• _PROVIDED TEXT_:
--- begin ---

Setting up a server to host VxWorks

Introduction

March 4, 2013

The best thing about VxWorks is that it does NOT try to be a self sufficient and self contained operating system. The typical VxWorks system is diskless and boots over the network from some server. This short note is a checklist of items that need to be set up for this scheme to work.

We have been using linux machines as servers to boot VxWorks systems for many years with complete success. These notes have recently been updated for Fedora 18. We still run vxWorks 5.3.1, but these instructions may have relevance for more modern vxworks installations.

dhcp

If you are running an intel based vxworks client, the first thing you will probably want to do is to get dhcp running on the server. For Motorola clients, you can skip this section (and the one on tftp).

Our preference for a network card to use with Intel clients is the Intel eepro100 card (we favor it because it is the only 100 Mbit card supported under our old VxWorks release for the pc486 target). Many eepro100 cards have a pxeboot prom on the card and with some fiddling, you can arrange for this to boot vxWorks. This is nice, because it avoids any need to burn new boot proms.

To get the dhcpd software and set it to running, you do:

yum install dhcp
systemctl enable dhcpd.service
systemctl restart dhcpd.service

You need to open up UDP port 68 on your firewall. I find that this is the only port I need to open up, although if you do some reading you will find that port 67 is used to send data to the server and port 68 is used to send data to the client. Also note that this pertains to BOOTP (which we are not using), as well as DHCP; perhaps this explains the situation.

You won't have much luck with this unless you set up the dhcpd.conf file first. This used to be /etc/dhcpd.conf, but it is now located at /etc/dhcp/dhcpd.conf (just to make life interesting I guess).

The first thing to do is to get the MAC address for the eepro100 and make an entry in dhcpd.conf on the server.

The dhcpd software is quite unhelpful when things are wrong with the configuration file. You can at least run it in the foreground using the following command and hope to get console error messages:

dhcpd -d

tftp

You can skip this for Motorola clients.
yum install tftp-server
systemctl enable xinetd.service
systemctl restart xinetd.service

Open up UDP port 69 in your firewall.

Installing the tftp-server package will also pull in the xinetd package. You edit /etc/xinetd.d/tftp - chaning the disable line from yes to no, and I change the directory to the traditional /tftpboot rather than /var/lib/tftpboot.

--- end ---

• _STATED GOAL 1_: Arrange the rows, starting with the first one and going on through the line containing "(396, 1007)", as a two-column CSV with the headers "prompt" and "points": one CSV row per request, holding its text and its answer, each in a single quoted field with line breaks turned into spaces. Leave the pictures out.
• _STATED GOAL 2_: Pick up the notes on setting up a server to host VxWorks where they stop, and continue them.

• _GIVEN ENTRIES_:
--- begin ---

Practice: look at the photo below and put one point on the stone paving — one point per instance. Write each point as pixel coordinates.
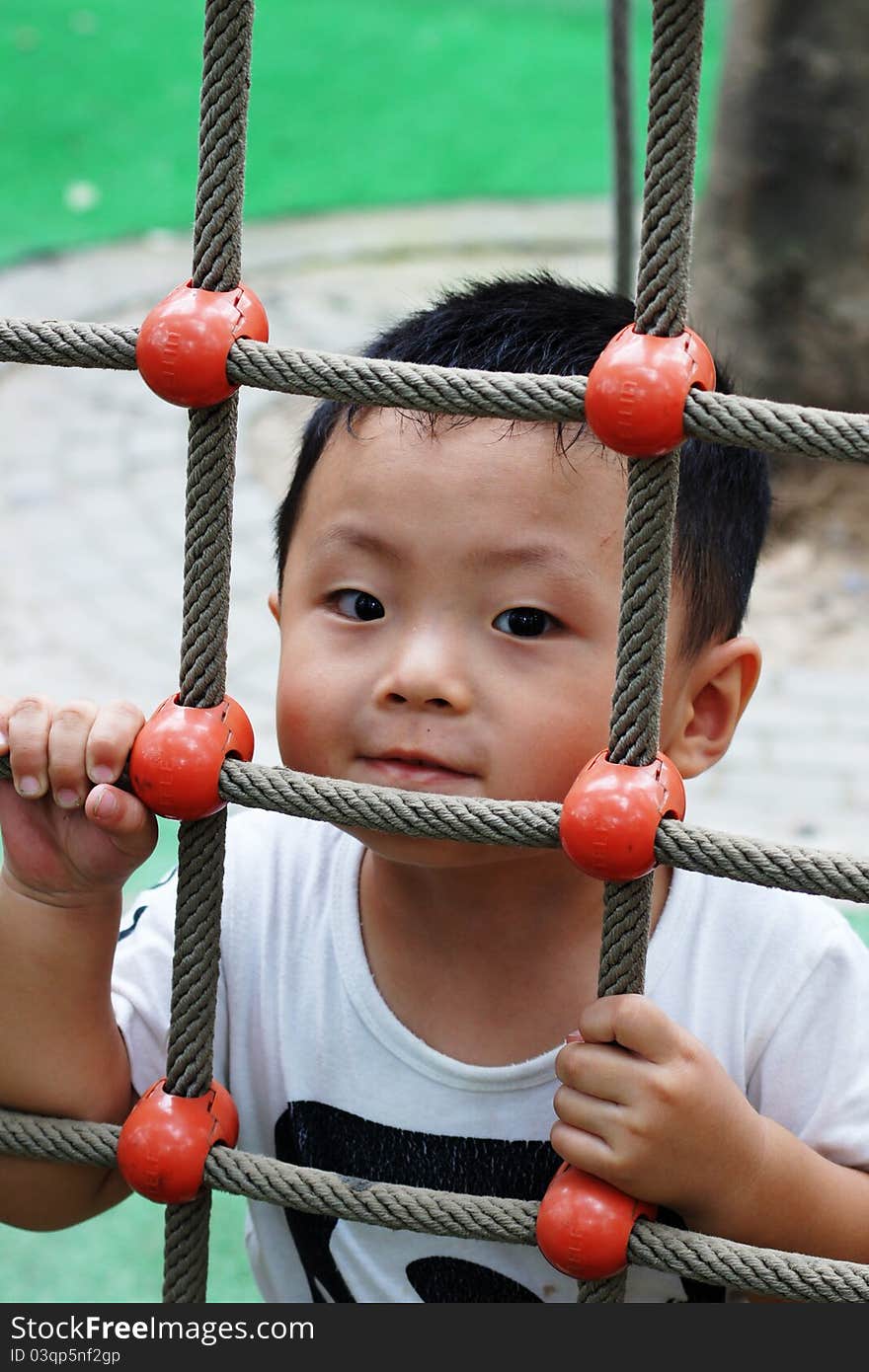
(92, 498)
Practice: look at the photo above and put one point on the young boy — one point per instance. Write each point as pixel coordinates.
(396, 1007)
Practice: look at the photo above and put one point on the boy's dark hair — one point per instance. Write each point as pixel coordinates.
(538, 323)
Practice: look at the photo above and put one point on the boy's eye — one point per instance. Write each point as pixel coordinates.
(358, 605)
(524, 622)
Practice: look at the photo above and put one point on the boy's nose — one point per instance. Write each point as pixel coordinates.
(426, 675)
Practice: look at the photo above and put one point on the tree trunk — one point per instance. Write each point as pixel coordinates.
(781, 243)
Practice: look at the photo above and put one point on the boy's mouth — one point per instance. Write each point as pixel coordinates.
(400, 767)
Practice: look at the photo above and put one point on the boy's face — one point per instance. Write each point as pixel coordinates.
(449, 611)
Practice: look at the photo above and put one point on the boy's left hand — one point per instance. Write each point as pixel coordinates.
(647, 1107)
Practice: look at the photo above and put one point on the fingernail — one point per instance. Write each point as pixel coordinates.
(106, 804)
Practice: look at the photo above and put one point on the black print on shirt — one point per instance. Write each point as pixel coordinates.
(315, 1135)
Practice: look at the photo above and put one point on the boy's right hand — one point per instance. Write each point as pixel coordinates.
(70, 838)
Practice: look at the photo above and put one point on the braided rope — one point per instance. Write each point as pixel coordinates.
(207, 542)
(257, 1178)
(531, 825)
(769, 425)
(653, 488)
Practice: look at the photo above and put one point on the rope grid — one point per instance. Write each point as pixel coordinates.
(662, 289)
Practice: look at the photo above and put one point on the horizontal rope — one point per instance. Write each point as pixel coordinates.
(770, 425)
(504, 1220)
(528, 823)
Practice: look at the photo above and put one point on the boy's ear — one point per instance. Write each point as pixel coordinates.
(714, 693)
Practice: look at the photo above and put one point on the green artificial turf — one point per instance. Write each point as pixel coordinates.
(353, 103)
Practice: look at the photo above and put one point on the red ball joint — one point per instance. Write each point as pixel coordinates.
(636, 394)
(178, 755)
(184, 342)
(166, 1139)
(584, 1224)
(611, 813)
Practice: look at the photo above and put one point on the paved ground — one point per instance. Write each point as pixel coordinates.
(94, 477)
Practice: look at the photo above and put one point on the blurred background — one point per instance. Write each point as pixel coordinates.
(394, 147)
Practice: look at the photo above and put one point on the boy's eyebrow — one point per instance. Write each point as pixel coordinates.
(521, 555)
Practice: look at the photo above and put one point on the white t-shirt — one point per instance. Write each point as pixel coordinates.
(326, 1076)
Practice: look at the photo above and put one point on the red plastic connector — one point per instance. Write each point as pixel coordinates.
(178, 755)
(636, 394)
(584, 1224)
(184, 342)
(166, 1139)
(611, 813)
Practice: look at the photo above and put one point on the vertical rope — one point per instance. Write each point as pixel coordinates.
(210, 477)
(622, 143)
(653, 485)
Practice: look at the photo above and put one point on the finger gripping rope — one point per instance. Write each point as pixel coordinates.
(611, 813)
(184, 342)
(178, 755)
(165, 1140)
(584, 1224)
(636, 394)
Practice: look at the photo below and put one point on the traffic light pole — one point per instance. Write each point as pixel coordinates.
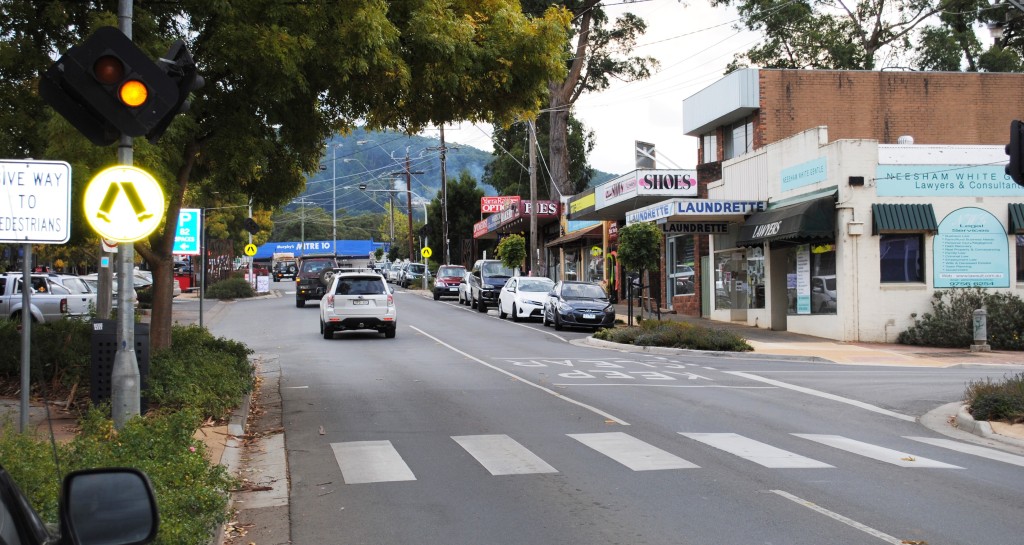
(125, 383)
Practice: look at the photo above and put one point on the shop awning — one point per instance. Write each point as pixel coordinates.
(589, 233)
(806, 221)
(902, 218)
(1017, 218)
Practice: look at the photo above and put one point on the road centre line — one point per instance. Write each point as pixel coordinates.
(836, 516)
(823, 394)
(523, 380)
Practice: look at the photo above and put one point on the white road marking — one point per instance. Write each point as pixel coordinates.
(983, 452)
(501, 455)
(631, 452)
(524, 381)
(836, 516)
(875, 452)
(823, 394)
(371, 461)
(757, 452)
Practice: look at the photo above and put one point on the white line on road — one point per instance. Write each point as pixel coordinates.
(524, 381)
(502, 455)
(836, 516)
(875, 452)
(823, 394)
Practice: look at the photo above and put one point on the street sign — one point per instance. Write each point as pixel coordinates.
(35, 206)
(124, 204)
(186, 238)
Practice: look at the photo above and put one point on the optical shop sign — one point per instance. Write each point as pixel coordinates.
(971, 251)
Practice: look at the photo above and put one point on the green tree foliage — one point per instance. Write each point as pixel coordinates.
(512, 251)
(463, 211)
(278, 85)
(599, 51)
(509, 172)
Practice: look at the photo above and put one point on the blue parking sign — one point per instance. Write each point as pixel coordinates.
(186, 238)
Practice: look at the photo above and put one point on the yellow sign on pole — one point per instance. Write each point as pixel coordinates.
(124, 204)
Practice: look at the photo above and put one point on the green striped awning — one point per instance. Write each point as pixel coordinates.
(902, 218)
(1017, 218)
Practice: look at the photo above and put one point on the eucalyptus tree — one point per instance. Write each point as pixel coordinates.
(281, 79)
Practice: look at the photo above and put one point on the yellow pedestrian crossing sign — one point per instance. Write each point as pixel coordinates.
(124, 204)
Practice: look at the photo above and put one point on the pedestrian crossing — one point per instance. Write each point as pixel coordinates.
(380, 461)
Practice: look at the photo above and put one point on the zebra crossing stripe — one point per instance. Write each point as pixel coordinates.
(875, 452)
(983, 452)
(757, 452)
(631, 452)
(371, 461)
(501, 455)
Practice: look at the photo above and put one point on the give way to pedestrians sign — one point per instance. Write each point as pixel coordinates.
(35, 203)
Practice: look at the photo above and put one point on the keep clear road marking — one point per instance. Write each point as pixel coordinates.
(522, 380)
(503, 455)
(371, 461)
(875, 452)
(632, 452)
(757, 452)
(836, 516)
(983, 452)
(823, 394)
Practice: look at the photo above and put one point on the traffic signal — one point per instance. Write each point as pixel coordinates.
(251, 225)
(1015, 169)
(107, 86)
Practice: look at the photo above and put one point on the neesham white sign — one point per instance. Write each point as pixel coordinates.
(35, 204)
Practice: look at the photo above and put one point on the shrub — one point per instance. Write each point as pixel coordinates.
(675, 335)
(231, 288)
(950, 322)
(1001, 401)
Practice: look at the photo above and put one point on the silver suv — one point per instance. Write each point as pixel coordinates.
(358, 300)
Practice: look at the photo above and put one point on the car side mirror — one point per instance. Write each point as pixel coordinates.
(110, 506)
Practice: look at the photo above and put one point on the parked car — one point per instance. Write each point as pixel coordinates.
(579, 304)
(446, 281)
(486, 279)
(314, 276)
(358, 300)
(412, 275)
(523, 297)
(97, 507)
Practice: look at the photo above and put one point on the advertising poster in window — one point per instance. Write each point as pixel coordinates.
(804, 280)
(972, 251)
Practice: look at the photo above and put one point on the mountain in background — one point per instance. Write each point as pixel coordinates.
(377, 161)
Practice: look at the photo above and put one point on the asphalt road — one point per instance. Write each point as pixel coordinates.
(471, 429)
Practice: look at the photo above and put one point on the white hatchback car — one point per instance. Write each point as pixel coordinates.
(523, 297)
(358, 300)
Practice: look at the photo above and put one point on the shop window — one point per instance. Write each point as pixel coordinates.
(681, 252)
(901, 258)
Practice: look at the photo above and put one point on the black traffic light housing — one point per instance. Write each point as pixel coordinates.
(86, 86)
(1015, 168)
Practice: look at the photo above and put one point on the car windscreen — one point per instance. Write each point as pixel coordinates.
(360, 286)
(536, 284)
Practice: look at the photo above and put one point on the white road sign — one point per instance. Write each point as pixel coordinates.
(35, 203)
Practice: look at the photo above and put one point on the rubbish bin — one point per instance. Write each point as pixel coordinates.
(104, 348)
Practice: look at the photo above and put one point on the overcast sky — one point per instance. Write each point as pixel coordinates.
(693, 42)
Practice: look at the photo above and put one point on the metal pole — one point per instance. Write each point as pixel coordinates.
(125, 388)
(26, 335)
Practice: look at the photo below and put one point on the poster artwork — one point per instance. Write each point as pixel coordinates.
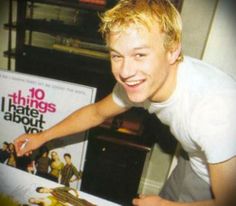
(31, 104)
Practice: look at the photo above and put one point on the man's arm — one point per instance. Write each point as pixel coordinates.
(80, 120)
(223, 181)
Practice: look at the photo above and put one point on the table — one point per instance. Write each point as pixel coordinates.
(21, 186)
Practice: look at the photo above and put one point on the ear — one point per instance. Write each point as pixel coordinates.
(174, 53)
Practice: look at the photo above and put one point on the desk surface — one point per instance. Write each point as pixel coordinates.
(21, 186)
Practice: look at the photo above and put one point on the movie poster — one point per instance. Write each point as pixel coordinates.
(30, 104)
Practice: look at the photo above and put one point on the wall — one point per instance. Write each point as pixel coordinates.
(221, 45)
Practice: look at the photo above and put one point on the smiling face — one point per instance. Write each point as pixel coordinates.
(141, 64)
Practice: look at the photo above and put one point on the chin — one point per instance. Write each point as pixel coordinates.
(137, 98)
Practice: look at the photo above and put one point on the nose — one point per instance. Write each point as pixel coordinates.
(127, 69)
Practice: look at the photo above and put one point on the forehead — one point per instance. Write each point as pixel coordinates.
(134, 35)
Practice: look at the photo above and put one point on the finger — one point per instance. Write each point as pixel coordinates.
(135, 201)
(141, 196)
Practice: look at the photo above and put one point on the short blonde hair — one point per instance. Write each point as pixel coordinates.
(145, 12)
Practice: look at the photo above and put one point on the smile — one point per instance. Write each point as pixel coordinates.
(134, 83)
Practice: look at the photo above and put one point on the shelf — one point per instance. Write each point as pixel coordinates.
(74, 4)
(125, 143)
(58, 28)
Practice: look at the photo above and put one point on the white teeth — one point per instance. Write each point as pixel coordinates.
(132, 83)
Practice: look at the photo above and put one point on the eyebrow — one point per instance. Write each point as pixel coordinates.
(136, 48)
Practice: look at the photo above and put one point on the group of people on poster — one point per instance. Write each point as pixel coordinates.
(45, 163)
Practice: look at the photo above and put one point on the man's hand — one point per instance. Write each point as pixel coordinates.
(149, 200)
(26, 143)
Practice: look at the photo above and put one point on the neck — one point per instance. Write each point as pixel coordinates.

--- end ---

• _OUTPUT 1_:
prompt,points
"Practice: look at the photo below and put one point on the stone paving — one point per instance. Write each point as pixel coordinates.","(92, 498)"
"Practice: look at the photo above and put one point on the young boy — one point per instance. Write each point as pixel coordinates.","(396, 1007)"

• _OUTPUT 2_:
systemctl enable xinetd.service
systemctl restart xinetd.service

What I do is to have pxeboot bounce the boot through etherboot, i.e. I let the eepro100 pxe agent pick up an etherboot image (namely eepro100.lzpxe) which I place in /tftpboot. As an aside, I have actually burned etherboot into other network cards (like the 3com etherlink 3) and then used etherboot to boot VxWorks.

I place the vxworks boot image (the thing that normally goes into boot proms for a VME system) into a file I call vxboot.system_name. This file needs to be recompiled with the proper bootline for each system, so you may end up with several vxboot.* files if your server boots several systems. These go into the /tftpboot directory also.

To rebuild the vxboot image, I go to the directory /home/vxworks/VW531/target/config/pc486 and edit the file config.h looking for the definition of DEFAULT_BOOT_LINE. I make the relevant changes here, then issue the command:

vxmake vxboot.nbi
in the same directory. This builds the bootrom_uncmp image and combines it with the nbstart image using the mknbi_vx utility that I threw together to put all this into a format that etherboot recognizes.

If anyone out in cyberspace ends up reading this and gets hot to do this, they will have to get in touch with me to get these things.

Once this is all set up, the /tftpboot directory will contain two files:

eepro100.lzpxe
vxboot.system_name

The VxWorks user

The VxWorks boot image wants to use the "rsh" protocol to obtain the kernel. Running the rsh protocol can be a security issue, and we limit our exposure by setting up a special user for the sole purpose of providing the files needed to boot VxWorks. We use the fictitious user "vwuser", and give him virtually no privileges whatsoever. He just owns the small set of files needed to boot the VxWorks image. It is not a good idea to use an existing real user as the VxWorks user. You can ponder the various security issues.

This user must have appropriate entries in the /etc/passwd and /etc/shadow files.

The .rhosts file

Because we use the rsh/rlogin protocols to boot VxWorks, there needs to be a .rhosts file in /home/vwuser with a very specific set of permissions and ownership. In particular this file must be owned by the user "vwuser", and not be writeable by any other user.

rsh

To install the rsh server, do this:
yum install rsh-server
This also requires xinetd (and will pull it in if needed), but you may have already installed this if and when you installed the tftp server.

You enable the rsh service by editing the file /etc/xinetd.d/rsh. Find the line disable=yes and change it to disable=no. After this:

systemctl restart xinetd.service.

You will also need to open up TCP port 514, as well as the entire range of TCP ports 1011-1023 to use rsh.

At one time I thought that you also needed to enable the rlogin and rexec service to boot a VxWorks system, but this is not the case.

Weird linux rsh bug

This did not give me any troubles when setting up a server using Fedora 18, but here it is for the record.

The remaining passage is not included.